# [Work item]
Using the records below, quote only the span that opens with the line containing "the statue's eyebrow" and closes with the line containing "the goalie mask", exactly and inclusively.

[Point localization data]
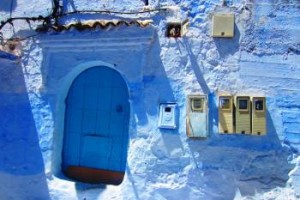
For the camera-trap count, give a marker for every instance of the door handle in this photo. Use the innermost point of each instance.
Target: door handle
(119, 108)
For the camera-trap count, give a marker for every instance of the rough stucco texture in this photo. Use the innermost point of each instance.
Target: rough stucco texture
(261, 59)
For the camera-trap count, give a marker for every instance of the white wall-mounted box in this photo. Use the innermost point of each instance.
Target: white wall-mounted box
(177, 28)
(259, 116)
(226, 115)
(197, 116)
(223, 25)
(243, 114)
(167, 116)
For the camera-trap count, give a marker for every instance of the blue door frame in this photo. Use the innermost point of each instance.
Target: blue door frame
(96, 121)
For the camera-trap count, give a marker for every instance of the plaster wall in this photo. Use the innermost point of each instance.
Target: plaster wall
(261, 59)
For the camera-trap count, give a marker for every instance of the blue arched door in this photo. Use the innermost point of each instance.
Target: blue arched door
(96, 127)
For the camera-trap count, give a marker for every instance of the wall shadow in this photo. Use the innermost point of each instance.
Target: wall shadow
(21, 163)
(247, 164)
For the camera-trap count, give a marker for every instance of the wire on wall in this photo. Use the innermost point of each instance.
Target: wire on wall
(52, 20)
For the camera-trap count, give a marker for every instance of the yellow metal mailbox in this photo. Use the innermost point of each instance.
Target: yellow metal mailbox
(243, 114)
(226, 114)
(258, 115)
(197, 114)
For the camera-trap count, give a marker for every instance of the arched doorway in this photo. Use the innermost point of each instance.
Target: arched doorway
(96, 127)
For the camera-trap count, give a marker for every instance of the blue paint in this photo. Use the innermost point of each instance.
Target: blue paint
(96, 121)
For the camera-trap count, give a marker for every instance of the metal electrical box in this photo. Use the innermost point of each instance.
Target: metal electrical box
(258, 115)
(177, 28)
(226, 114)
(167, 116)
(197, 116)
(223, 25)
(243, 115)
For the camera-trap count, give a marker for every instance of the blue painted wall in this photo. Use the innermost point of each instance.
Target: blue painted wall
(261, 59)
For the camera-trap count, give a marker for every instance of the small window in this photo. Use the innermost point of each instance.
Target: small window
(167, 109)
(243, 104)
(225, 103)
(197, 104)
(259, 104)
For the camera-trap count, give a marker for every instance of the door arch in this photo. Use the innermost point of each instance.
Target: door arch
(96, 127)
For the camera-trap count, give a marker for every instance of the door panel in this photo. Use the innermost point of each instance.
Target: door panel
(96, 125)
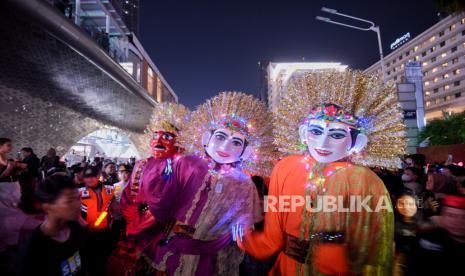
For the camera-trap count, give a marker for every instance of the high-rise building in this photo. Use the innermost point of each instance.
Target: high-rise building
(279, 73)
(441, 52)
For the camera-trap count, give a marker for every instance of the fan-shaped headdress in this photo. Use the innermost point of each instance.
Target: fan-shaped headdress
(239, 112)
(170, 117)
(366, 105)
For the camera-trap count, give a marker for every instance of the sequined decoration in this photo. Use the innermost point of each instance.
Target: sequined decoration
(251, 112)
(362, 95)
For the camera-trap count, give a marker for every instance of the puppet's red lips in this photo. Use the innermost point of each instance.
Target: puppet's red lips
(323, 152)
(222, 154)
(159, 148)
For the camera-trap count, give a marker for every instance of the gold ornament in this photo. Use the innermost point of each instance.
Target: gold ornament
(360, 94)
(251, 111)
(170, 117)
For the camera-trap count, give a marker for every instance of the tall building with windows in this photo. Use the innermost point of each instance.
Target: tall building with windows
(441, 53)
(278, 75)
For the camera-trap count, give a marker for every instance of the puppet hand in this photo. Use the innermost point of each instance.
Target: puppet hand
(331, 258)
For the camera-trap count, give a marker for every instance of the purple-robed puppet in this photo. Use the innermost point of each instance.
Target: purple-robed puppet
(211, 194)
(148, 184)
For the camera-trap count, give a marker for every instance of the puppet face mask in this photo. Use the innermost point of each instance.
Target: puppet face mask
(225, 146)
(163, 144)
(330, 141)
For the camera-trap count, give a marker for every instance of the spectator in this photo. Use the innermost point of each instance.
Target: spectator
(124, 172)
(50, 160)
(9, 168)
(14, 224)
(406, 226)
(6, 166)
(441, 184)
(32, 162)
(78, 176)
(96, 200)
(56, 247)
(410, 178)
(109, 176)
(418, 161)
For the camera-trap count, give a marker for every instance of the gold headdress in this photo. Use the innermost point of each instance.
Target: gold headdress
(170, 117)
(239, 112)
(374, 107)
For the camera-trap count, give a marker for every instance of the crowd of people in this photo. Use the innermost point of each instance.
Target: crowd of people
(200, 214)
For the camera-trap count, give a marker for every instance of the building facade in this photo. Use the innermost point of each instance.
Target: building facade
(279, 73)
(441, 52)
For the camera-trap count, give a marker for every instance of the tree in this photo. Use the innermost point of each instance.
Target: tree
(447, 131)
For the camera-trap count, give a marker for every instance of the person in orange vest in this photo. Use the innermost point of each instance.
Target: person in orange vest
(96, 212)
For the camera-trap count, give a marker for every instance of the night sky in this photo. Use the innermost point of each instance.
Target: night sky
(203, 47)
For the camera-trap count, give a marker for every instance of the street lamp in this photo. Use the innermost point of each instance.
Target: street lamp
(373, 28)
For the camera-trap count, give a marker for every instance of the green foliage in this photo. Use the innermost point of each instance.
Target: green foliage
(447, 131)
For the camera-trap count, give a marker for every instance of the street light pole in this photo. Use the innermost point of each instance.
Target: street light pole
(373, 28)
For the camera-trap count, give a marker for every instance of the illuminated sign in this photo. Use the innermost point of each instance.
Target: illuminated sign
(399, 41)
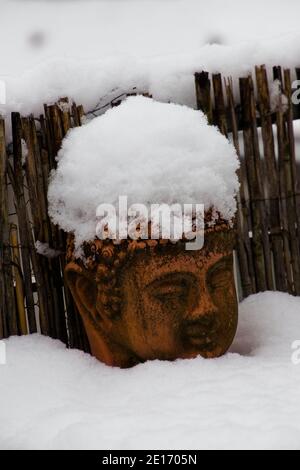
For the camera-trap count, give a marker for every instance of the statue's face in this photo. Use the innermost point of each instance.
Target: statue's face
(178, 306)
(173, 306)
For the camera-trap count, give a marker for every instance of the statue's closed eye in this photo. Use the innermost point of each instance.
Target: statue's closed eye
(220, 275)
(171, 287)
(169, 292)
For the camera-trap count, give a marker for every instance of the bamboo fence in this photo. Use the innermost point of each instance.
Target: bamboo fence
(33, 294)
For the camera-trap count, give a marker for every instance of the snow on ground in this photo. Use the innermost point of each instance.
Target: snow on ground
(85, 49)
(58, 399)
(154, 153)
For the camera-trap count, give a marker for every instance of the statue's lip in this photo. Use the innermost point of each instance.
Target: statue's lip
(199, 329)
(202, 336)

...

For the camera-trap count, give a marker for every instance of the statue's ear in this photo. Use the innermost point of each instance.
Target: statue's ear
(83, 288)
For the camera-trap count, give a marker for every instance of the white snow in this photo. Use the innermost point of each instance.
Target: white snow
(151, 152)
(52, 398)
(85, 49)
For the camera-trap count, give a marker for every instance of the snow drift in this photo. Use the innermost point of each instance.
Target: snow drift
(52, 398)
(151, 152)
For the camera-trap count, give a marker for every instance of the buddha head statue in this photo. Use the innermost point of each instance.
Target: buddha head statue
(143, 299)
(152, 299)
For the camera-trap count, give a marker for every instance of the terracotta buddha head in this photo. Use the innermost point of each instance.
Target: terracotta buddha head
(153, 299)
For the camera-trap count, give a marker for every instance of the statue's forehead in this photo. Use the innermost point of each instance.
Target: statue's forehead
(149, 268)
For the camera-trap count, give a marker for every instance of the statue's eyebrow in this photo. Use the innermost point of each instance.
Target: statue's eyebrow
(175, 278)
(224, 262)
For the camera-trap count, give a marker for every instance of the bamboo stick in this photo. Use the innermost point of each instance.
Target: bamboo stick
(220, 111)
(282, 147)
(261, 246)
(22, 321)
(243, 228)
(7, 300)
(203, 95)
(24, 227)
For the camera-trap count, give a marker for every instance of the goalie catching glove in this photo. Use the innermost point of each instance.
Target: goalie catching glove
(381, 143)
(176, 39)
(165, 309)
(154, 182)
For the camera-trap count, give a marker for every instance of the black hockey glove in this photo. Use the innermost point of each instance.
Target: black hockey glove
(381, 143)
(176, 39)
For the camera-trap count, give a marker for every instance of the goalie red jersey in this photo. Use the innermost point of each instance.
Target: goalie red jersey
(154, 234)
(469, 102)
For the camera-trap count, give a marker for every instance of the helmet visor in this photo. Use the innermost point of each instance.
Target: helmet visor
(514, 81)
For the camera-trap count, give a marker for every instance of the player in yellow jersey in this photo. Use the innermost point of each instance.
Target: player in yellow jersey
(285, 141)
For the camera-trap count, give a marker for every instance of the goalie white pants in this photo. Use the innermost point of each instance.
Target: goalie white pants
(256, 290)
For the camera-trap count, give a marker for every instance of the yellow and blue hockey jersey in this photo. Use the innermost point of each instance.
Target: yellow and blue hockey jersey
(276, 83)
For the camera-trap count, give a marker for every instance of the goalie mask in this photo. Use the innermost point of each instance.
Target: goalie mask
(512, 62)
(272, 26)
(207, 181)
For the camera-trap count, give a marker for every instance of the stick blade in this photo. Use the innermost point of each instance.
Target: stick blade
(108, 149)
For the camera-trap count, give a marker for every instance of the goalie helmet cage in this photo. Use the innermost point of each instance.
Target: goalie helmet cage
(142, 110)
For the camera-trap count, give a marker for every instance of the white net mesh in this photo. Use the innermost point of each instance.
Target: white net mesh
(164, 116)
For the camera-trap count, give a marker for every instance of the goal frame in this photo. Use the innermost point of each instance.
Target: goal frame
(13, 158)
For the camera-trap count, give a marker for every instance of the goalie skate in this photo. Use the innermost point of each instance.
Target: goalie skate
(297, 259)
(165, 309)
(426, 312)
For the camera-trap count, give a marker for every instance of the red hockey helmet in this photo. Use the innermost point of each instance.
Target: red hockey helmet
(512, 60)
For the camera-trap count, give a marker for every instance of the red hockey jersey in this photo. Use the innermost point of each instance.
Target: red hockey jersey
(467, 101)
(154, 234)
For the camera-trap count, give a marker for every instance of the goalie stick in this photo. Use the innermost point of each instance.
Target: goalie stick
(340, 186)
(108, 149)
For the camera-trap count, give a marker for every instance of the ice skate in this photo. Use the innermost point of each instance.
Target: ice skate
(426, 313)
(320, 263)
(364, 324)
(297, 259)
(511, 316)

# [Completed task]
For the camera-trap count, give a marker for every instance of the statue's eyebrow in this photo. Use the innermost point of each instance.
Target: statue's eyebrow
(175, 278)
(224, 262)
For the camera-trap count, give a marker for every instance of the bamboo stick in this photo. Use the innermost point of each instance.
Target: bamboo stick
(220, 111)
(282, 147)
(261, 246)
(22, 321)
(243, 228)
(7, 300)
(203, 95)
(24, 227)
For the camera-trap count, give a marker for every instance of the goalie catching glove in this photo. Use the innermost point of each instance.
Target: goalie catching glove
(381, 143)
(176, 39)
(165, 309)
(154, 182)
For the camera-trap count, give a marker for every instance of the black hockey glove in this photo. Use the innermost point of each instance.
Target: black hockey glove
(381, 143)
(176, 39)
For the camera-trap count, give a marker for every instance of the goalie red jersey in this photo. Use the innermost point of each instance.
Target: goalie red jersey
(154, 234)
(469, 102)
For the camera-trap count, give a marker for every instance of the helmet visor in this photo. Use the innermost point of each instance.
Target: helmet visor
(514, 81)
For the camera-trap count, give a marker for every instance of the player in yellow jersey in this photo. Use the innermost point of each instance.
Target: player in yellow jersey
(285, 141)
For the camera-trap count, give a marker for every instance of the goalie white pants in this photo. Use the innermost point of each instance.
Target: goalie white pants
(256, 290)
For the camera-trap count, give a marker for every instance of the yellow and blue hockey jersey in this photo. Use the innermost point of each instance.
Target: yellow and blue hockey jersey
(276, 83)
For the camera-trap count, give a marker for every instance of the goalie mask in this photo. Use the innermost point of each instance.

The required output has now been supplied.